**Extract provided:**
━━━━━━

User Guide¶
You have the choice between two classifiers: an SVM (default) or a random forest. By default the classifier will use predefined parameters but you can also use the gridsearch option to find new parameters. The analysis results will be saved by default in a results folder but you can also use the dedicated parameter to customize it.
Code installed from Github¶
Here are two examples of commands you can use if you installed the code from Github:
# Train an SVM with predefined parameters and save the analysis
# in the "analysis_results" folder
(activities) $ python run.py -model svm -gridsearch n -output-folder analysis_results
# Train a random forest with gridsearch and save the analysis in
# the "results" folder
(activities) $ python run.py -model rf -gridsearch y -output-folder results
Package installed from PyPI¶
Here are two examples of commands you can use if you installed the package from PyPI:
# Train an SVM with predefined parameters and save the analysis
# in the "analysis_results" folder
$ rrgp -model svm -gridsearch n -output-folder analysis_results
# Train a random forest with gridsearch and save the analysis in
# the "results" folder
$ rrgp -model rf -gridsearch y -output-folder results
For your reference, our tables and figures are repeated below, so you can check the reproducibility of our solution.
Results with the SVM model¶
For this experiment, we used an SVM model with the following parameters (kernel = “rbf”, gamma = 0.0001, C = 1000).
Precision (avg) |
Recall (avg) |
F1 score (avg) |
Accuracy |
---|---|---|---|
0.961 |
0.961 |
0.961 |
0.961 |
Results with the random forest model¶
For this experiment, we used a random forest model with the following parameters (n_estimators = 50, max_depth = 25, min_samples_split = 2, min_samples_leaf = 4, bootstrap = True).
Precision (avg) |
Recall (avg) |
F1 score (avg) |
Accuracy |
---|---|---|---|
0.924 |
0.924 |
0.924 |
0.924 |
Customizing the parameters¶
If you want to customize the default parameters or the gridsearch ones, you can just modify them in the algorithm.py file.

━━━━━━

**Data supplied:**
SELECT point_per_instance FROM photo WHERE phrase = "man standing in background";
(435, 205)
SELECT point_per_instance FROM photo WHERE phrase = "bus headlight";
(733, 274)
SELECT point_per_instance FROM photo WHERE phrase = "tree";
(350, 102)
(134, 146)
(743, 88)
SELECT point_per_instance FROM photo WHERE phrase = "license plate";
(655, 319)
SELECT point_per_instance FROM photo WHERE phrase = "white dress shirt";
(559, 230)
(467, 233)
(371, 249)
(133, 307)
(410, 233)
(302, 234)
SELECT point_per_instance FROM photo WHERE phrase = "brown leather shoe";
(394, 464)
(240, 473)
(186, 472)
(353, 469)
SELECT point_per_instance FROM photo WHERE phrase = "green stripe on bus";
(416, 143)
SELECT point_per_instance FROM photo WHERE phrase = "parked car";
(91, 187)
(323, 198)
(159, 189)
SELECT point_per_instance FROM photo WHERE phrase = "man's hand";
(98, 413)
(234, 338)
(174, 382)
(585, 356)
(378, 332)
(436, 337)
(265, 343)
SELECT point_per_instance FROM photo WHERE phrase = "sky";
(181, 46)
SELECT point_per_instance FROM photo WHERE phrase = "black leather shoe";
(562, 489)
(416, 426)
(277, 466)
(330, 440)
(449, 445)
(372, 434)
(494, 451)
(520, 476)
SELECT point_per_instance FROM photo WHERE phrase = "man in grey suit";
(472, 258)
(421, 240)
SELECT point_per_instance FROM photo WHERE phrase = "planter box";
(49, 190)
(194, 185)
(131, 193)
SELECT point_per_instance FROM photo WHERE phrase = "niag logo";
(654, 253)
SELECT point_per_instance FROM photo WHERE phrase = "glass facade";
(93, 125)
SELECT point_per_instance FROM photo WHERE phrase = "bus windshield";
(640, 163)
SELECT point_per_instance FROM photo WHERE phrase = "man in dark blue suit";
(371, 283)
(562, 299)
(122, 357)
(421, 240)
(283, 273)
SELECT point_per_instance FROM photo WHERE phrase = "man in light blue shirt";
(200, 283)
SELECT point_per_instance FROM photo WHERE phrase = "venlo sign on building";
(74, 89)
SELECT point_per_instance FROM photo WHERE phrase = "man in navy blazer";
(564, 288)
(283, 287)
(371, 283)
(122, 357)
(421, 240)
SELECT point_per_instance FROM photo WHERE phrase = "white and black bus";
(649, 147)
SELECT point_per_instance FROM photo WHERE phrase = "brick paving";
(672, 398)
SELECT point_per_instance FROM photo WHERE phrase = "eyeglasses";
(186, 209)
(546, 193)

━━━━━━

**What you should do:** Can you carry on the user guide for training the SVM and random forest classifiers, picking up right after its final sentence?

**Response:**
Adding a new model¶
This package allows the use of two Scikit learn models: SVM and random forest. If you want to test another model, please follow this procedure:
Add a new option with the name of your model in the get_args function in run.py
Add an elif condition implementing your model in algorithm.py
You can then simply call the run.py script using your new model option.
Using custom Data¶
If you want, you can use custom data for either the training set, the test set, or both.
To do so, you have to specify the path of the data set .txt
files (data and labels) in the arguments.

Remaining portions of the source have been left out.